__To be done__: Can you retype only the lines from the one with "Where can the finger" through the final line of the material, exactly as given?
▽
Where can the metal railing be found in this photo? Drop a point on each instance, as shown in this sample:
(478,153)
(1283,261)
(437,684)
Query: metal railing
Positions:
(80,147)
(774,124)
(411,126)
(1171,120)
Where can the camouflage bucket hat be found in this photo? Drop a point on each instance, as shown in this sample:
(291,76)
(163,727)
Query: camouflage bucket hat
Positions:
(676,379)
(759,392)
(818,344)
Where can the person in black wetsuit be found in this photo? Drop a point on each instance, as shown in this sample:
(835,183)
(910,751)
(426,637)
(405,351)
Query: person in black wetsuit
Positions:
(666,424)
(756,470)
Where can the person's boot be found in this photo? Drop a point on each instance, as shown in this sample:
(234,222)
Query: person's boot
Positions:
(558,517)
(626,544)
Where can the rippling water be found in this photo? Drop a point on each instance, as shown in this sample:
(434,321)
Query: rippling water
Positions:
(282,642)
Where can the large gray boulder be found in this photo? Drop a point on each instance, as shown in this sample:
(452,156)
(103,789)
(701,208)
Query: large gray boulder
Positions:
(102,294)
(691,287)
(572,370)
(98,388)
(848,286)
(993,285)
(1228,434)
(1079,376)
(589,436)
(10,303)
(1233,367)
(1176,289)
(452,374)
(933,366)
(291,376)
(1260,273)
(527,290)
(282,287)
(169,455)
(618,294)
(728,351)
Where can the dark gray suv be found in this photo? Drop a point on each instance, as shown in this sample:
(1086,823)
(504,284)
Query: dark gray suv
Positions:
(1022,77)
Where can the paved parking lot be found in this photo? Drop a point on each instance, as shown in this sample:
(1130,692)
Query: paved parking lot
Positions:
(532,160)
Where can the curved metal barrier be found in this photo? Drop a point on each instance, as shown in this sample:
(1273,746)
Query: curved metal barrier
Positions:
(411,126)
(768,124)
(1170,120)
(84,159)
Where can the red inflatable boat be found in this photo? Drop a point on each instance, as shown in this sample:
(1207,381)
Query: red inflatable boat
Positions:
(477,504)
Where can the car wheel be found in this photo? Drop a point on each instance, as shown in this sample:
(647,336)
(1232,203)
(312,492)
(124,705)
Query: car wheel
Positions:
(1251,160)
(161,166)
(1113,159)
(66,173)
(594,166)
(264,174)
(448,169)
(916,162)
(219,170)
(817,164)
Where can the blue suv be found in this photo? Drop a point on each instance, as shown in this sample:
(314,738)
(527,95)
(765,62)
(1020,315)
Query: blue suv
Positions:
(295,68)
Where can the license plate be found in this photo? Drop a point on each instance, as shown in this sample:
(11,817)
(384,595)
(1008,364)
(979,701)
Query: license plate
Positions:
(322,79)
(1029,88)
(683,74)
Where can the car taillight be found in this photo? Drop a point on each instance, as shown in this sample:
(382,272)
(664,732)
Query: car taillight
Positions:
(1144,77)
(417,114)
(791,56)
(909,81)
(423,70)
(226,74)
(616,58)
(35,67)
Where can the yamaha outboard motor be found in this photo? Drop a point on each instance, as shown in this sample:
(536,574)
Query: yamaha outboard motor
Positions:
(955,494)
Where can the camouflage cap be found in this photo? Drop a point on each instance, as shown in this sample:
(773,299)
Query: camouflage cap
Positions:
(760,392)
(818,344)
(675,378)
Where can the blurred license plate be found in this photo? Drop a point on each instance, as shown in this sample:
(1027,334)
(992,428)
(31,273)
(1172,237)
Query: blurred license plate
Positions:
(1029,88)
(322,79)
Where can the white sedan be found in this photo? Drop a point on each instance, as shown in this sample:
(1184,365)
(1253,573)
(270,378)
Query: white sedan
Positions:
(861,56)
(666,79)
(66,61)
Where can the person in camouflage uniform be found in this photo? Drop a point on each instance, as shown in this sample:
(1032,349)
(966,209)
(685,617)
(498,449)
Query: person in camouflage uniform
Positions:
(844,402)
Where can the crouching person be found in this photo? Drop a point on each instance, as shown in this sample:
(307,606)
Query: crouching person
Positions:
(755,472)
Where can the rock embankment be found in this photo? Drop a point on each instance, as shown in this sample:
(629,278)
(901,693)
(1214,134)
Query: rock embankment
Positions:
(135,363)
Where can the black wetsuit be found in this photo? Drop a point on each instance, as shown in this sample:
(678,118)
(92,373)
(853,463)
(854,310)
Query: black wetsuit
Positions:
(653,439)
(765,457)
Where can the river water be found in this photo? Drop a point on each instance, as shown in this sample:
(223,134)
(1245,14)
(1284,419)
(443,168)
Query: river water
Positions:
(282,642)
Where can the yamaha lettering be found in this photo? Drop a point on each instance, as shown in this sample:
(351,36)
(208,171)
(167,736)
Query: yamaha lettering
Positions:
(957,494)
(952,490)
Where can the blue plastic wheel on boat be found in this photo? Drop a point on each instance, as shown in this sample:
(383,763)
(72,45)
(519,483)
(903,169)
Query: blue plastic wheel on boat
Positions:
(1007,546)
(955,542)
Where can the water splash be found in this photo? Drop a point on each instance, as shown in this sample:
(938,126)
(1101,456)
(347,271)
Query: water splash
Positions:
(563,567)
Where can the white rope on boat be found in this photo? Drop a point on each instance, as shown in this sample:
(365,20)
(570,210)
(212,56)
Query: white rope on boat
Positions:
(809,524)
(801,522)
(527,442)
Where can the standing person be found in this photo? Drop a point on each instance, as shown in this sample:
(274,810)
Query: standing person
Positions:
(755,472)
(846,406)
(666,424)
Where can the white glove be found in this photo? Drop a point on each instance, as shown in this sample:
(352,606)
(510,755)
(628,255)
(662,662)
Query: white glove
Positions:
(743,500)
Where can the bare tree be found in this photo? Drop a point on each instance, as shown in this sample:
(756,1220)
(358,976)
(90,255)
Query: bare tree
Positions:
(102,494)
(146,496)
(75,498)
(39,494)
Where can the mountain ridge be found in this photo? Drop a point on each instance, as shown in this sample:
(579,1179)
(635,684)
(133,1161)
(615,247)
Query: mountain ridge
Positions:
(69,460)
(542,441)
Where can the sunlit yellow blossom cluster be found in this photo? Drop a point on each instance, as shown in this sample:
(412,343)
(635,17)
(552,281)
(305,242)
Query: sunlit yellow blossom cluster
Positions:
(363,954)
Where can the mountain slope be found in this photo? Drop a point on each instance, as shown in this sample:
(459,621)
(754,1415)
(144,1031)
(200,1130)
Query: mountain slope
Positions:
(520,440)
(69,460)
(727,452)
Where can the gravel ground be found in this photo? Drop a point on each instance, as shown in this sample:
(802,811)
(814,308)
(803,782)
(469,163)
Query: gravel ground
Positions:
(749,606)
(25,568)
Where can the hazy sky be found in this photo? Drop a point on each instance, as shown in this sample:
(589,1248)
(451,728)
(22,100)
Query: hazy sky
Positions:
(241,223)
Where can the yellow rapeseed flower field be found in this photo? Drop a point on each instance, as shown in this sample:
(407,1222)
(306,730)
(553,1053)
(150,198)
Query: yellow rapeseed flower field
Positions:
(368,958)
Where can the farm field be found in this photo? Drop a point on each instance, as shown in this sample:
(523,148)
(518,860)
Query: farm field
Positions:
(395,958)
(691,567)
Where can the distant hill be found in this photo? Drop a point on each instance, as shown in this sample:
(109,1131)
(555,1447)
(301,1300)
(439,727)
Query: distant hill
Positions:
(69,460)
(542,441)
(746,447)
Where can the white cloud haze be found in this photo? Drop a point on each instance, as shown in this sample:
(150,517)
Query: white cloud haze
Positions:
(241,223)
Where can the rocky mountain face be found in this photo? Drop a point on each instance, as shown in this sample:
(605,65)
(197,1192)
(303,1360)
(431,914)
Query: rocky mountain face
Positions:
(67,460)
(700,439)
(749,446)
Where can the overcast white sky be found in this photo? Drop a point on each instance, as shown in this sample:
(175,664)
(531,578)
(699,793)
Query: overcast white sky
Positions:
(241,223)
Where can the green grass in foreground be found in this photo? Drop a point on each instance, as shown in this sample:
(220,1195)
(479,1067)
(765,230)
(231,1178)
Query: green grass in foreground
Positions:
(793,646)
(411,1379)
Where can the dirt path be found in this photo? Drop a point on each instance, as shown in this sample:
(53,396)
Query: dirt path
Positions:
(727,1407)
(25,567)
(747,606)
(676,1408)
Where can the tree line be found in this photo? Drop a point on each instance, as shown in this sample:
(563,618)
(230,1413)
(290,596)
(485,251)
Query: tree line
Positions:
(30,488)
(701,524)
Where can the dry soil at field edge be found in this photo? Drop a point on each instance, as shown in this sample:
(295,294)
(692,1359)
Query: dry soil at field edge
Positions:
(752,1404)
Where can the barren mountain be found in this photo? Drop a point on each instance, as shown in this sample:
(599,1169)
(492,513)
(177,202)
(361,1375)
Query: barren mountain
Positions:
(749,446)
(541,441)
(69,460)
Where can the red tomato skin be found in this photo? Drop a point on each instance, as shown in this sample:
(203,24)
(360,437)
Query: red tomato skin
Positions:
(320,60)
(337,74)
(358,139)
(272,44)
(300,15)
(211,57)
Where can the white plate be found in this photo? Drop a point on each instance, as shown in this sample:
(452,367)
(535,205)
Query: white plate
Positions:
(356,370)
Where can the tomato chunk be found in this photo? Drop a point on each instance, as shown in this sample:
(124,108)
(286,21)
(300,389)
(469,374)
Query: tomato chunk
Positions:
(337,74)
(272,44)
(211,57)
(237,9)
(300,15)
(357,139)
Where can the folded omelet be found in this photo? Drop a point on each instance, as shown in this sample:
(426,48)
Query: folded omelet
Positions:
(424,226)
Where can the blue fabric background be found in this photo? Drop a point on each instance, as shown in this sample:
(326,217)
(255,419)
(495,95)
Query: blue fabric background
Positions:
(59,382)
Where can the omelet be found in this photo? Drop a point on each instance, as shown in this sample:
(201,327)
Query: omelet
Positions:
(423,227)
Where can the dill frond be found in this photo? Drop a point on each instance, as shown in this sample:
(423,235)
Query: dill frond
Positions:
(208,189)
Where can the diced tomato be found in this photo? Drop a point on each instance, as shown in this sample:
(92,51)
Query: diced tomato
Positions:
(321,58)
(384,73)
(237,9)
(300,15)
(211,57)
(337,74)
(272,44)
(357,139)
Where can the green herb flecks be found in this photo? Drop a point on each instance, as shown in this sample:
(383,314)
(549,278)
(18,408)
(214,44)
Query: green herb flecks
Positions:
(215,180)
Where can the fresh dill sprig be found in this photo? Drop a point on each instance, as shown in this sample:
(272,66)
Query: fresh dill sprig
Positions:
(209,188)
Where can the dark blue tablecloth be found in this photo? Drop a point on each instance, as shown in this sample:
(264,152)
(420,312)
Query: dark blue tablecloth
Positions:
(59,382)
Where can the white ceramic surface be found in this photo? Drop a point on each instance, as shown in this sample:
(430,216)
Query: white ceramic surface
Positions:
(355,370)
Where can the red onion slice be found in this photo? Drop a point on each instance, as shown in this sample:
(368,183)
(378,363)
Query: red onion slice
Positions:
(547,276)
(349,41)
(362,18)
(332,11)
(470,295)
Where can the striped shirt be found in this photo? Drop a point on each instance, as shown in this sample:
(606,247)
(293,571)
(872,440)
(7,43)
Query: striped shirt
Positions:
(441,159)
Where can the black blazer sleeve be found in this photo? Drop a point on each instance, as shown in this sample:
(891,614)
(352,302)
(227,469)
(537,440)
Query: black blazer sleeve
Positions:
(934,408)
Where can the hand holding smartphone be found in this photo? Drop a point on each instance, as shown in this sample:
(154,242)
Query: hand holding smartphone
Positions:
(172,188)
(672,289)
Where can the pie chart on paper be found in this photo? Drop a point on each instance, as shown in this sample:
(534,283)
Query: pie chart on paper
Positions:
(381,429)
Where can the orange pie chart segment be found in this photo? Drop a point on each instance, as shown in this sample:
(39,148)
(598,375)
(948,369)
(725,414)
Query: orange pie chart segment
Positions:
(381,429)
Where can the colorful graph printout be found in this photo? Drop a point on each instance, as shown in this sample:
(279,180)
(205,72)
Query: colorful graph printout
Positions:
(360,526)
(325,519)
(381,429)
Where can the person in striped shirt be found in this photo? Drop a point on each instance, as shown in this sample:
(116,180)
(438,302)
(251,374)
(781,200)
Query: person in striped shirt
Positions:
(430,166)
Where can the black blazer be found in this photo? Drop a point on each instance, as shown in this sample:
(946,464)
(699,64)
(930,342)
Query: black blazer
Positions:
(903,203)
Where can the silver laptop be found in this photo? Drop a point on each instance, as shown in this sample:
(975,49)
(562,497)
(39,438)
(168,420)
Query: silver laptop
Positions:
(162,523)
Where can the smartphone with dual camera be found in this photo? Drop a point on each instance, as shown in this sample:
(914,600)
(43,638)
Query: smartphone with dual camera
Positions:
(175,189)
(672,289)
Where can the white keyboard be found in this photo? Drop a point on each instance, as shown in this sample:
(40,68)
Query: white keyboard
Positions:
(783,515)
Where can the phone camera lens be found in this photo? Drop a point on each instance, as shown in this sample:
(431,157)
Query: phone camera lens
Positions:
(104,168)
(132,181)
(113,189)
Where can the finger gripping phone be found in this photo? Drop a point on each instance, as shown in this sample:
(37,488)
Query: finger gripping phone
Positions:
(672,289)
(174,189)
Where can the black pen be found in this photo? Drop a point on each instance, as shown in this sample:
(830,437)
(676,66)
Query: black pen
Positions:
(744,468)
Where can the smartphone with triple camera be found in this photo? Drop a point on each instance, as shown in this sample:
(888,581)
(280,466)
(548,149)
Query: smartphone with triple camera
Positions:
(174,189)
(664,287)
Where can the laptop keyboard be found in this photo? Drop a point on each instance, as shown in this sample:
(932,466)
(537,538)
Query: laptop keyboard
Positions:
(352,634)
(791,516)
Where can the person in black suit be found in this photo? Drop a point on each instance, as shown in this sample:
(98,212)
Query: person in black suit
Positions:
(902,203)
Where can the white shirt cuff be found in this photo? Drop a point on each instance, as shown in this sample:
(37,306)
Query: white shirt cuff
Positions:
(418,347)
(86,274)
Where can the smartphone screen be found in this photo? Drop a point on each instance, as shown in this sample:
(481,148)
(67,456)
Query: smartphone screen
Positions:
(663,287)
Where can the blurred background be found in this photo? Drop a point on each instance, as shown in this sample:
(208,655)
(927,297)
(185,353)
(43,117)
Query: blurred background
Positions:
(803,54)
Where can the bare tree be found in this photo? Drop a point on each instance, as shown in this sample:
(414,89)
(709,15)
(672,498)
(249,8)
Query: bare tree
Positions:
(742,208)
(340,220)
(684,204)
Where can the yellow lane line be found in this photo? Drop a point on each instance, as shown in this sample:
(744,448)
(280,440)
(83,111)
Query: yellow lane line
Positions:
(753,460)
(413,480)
△
__Expected answer__:
Where can the finger gripping phone be found in this photo? Drop a point on each instance, as shown in this sample:
(37,488)
Query: finger gripping phone
Positions:
(672,289)
(174,189)
Where can the black pen be found in this photo? Drop a point on each instance, as shown in this sample:
(830,437)
(676,66)
Query: black pen
Positions:
(744,468)
Where can the smartphone with triple camera be found in this photo? Drop a point on each instance, as shown in this sample:
(888,581)
(280,466)
(548,149)
Query: smartphone with triple camera
Positions:
(174,189)
(664,287)
Where can the laptop keyboard be found in this photo? Drop a point on each instance, as shown in this sample:
(932,466)
(537,538)
Query: laptop keyboard
Positions:
(352,634)
(791,516)
Where can the person in black suit be found in this photo? Drop a point on each instance, as shown in this sample:
(98,212)
Query: person in black suit
Positions:
(902,203)
Where can the white shirt cuff be found in this photo? Drop a point on each instance, as shown in this sample:
(37,306)
Query: white shirt cuff
Positions:
(418,347)
(86,274)
Where can the smartphone screen be found in this photo? Drop a point on each instance, as shown in this sample:
(481,148)
(67,456)
Query: smartphone screen
Positions:
(663,287)
Where can the blurred background be found in this photo? Drop a point on each instance, as shown in this sample:
(208,655)
(927,297)
(185,353)
(43,117)
Query: blurred background
Positions:
(803,54)
Where can the bare tree be found in this photo? Drop a point on each instance, as shown in this sample:
(414,89)
(709,15)
(672,498)
(249,8)
Query: bare tree
Positions:
(742,208)
(340,220)
(684,204)
Where can the yellow lane line be found in this photo? Drop a point on each instance, as shown in this sample:
(744,448)
(280,440)
(83,111)
Query: yellow lane line
Positions:
(753,460)
(413,480)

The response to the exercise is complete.